WHAT THE TASK ASKS » Pull out every line of the records below that contains the string "target", and copy each one unchanged.

DATA PROVIDED »
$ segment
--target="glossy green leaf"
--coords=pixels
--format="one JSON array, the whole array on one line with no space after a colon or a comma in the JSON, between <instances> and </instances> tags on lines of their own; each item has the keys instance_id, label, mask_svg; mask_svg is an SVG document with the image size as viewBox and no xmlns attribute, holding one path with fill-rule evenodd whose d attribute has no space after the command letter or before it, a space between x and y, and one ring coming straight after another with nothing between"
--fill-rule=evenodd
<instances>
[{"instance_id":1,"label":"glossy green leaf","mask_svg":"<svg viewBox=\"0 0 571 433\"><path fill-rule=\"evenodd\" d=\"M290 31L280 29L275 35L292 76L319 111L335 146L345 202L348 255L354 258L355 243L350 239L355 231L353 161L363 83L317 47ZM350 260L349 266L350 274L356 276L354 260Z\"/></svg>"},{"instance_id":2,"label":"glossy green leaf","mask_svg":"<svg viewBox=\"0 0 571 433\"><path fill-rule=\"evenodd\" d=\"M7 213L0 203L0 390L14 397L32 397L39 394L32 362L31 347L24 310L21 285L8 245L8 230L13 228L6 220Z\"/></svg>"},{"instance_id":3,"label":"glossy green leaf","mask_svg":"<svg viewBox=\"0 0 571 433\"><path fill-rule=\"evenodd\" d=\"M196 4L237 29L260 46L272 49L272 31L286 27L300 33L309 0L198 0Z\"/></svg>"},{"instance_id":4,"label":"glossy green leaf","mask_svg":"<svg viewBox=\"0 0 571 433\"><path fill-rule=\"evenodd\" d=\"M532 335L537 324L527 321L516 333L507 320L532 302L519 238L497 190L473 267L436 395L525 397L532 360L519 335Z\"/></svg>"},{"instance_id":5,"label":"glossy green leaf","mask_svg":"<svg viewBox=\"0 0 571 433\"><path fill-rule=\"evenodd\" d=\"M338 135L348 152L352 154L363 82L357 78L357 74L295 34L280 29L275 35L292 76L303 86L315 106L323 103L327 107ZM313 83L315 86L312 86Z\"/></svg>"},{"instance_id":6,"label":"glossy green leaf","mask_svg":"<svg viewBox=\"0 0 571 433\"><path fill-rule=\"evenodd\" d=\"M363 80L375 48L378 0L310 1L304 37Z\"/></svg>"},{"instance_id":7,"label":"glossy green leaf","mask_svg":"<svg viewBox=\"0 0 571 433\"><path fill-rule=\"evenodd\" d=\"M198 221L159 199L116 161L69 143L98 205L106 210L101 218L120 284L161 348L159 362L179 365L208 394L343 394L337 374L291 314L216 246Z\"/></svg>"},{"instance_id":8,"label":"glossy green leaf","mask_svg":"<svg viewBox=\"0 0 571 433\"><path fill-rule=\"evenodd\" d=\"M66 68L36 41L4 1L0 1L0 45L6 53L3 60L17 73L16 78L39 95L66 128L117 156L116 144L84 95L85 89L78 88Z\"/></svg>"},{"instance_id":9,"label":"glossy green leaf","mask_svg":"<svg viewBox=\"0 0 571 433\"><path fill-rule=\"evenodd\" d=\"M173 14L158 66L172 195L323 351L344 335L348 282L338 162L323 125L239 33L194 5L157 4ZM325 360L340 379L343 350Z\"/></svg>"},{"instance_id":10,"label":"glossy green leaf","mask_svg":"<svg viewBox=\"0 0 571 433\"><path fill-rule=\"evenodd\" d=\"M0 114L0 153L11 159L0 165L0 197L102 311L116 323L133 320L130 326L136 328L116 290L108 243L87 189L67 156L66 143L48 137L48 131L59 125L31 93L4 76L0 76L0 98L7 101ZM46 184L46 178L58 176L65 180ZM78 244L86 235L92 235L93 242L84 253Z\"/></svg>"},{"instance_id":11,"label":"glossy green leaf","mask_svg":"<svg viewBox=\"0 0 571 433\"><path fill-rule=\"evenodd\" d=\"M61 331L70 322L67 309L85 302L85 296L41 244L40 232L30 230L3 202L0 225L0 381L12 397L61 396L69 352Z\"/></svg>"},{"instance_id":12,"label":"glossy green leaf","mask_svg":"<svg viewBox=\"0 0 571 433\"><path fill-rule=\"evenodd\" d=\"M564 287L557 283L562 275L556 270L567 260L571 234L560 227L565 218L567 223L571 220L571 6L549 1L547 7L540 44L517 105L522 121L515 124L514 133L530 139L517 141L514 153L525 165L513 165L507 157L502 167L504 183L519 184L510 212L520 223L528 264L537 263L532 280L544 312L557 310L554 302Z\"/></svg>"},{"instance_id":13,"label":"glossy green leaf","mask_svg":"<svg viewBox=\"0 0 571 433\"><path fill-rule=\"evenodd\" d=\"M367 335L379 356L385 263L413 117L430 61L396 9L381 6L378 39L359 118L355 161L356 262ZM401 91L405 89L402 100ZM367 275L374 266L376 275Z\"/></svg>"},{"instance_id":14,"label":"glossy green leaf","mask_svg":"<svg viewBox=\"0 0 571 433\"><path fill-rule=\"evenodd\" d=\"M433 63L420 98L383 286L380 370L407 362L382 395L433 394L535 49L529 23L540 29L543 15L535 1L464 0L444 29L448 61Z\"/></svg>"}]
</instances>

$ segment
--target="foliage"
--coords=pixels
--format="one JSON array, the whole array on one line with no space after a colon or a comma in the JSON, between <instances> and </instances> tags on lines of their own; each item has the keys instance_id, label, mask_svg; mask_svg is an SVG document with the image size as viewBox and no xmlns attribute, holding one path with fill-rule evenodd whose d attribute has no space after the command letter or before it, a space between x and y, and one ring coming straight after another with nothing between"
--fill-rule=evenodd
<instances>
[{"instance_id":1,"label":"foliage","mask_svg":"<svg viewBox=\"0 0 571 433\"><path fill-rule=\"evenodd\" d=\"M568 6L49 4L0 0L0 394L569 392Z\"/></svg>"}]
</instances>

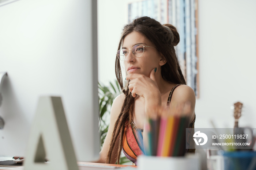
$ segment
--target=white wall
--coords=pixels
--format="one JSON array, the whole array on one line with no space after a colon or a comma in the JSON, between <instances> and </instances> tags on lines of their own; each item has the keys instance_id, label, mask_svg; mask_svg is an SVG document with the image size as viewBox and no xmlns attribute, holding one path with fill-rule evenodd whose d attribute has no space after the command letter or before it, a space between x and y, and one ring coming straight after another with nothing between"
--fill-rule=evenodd
<instances>
[{"instance_id":1,"label":"white wall","mask_svg":"<svg viewBox=\"0 0 256 170\"><path fill-rule=\"evenodd\" d=\"M116 79L114 59L128 0L98 0L99 78ZM232 127L230 107L245 109L240 125L256 127L256 1L199 0L200 98L196 127Z\"/></svg>"}]
</instances>

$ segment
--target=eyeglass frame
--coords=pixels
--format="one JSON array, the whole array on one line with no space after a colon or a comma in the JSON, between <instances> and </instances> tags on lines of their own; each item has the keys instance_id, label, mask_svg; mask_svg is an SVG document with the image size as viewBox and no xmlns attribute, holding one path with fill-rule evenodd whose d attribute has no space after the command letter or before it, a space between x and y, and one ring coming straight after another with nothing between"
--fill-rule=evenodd
<instances>
[{"instance_id":1,"label":"eyeglass frame","mask_svg":"<svg viewBox=\"0 0 256 170\"><path fill-rule=\"evenodd\" d=\"M143 53L141 55L140 55L140 56L139 56L139 57L137 57L137 56L136 56L134 54L134 53L132 52L132 49L134 47L135 47L135 46L138 46L138 45L142 45L143 46ZM129 51L132 51L132 55L133 55L135 57L141 57L141 56L142 56L142 55L144 54L144 52L145 51L145 47L151 47L151 48L155 48L155 49L157 49L157 48L156 47L151 47L151 46L144 46L144 45L143 45L143 44L136 44L136 45L135 45L134 46L133 46L132 47L132 49L131 49L131 50L126 50L126 49L120 49L120 50L118 50L116 52L116 55L117 56L117 58L118 58L118 59L119 59L119 60L121 60L121 61L125 61L125 60L126 59L126 58L125 58L125 59L124 59L124 60L121 60L121 59L120 59L120 57L119 57L119 56L120 56L120 55L123 56L123 55L120 55L120 54L119 54L119 55L117 54L117 53L118 53L118 51L120 51L120 50L126 50L126 51L127 51L127 52L128 53L127 54L127 55L128 55L128 54L129 54ZM124 55L123 56L124 56L124 57L125 57L125 55Z\"/></svg>"}]
</instances>

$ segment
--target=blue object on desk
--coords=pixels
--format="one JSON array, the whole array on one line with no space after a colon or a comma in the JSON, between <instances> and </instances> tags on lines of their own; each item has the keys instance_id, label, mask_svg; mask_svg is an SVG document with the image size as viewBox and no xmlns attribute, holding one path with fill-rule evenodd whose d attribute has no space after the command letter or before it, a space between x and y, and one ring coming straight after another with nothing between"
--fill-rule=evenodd
<instances>
[{"instance_id":1,"label":"blue object on desk","mask_svg":"<svg viewBox=\"0 0 256 170\"><path fill-rule=\"evenodd\" d=\"M224 170L256 170L256 152L224 152Z\"/></svg>"}]
</instances>

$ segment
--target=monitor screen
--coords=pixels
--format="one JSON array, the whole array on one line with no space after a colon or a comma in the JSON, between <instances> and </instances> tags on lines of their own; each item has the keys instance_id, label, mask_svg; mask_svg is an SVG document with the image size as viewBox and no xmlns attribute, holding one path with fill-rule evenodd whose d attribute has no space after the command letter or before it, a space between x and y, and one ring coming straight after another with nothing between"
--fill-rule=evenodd
<instances>
[{"instance_id":1,"label":"monitor screen","mask_svg":"<svg viewBox=\"0 0 256 170\"><path fill-rule=\"evenodd\" d=\"M0 157L25 156L39 98L49 96L61 97L77 161L97 159L97 1L12 1L0 3Z\"/></svg>"}]
</instances>

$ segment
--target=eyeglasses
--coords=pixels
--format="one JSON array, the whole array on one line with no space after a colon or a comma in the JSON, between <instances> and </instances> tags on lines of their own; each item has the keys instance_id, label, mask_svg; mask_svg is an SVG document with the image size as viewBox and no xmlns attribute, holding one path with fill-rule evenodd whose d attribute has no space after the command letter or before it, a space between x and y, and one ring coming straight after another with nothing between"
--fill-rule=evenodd
<instances>
[{"instance_id":1,"label":"eyeglasses","mask_svg":"<svg viewBox=\"0 0 256 170\"><path fill-rule=\"evenodd\" d=\"M151 47L151 48L157 48L154 47L150 47L149 46L143 46L142 44L138 44L135 45L132 48L131 50L127 50L125 49L121 49L117 51L116 53L116 55L117 55L117 57L120 60L124 61L126 59L126 56L129 53L129 51L131 51L132 54L135 57L140 57L142 56L144 53L144 49L145 47Z\"/></svg>"}]
</instances>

EXERCISE RESPONSE »
--target="glossy green leaf"
--target="foliage"
--target=white wall
--target=eyeglass frame
--target=blue object on desk
--target=monitor screen
--target=eyeglasses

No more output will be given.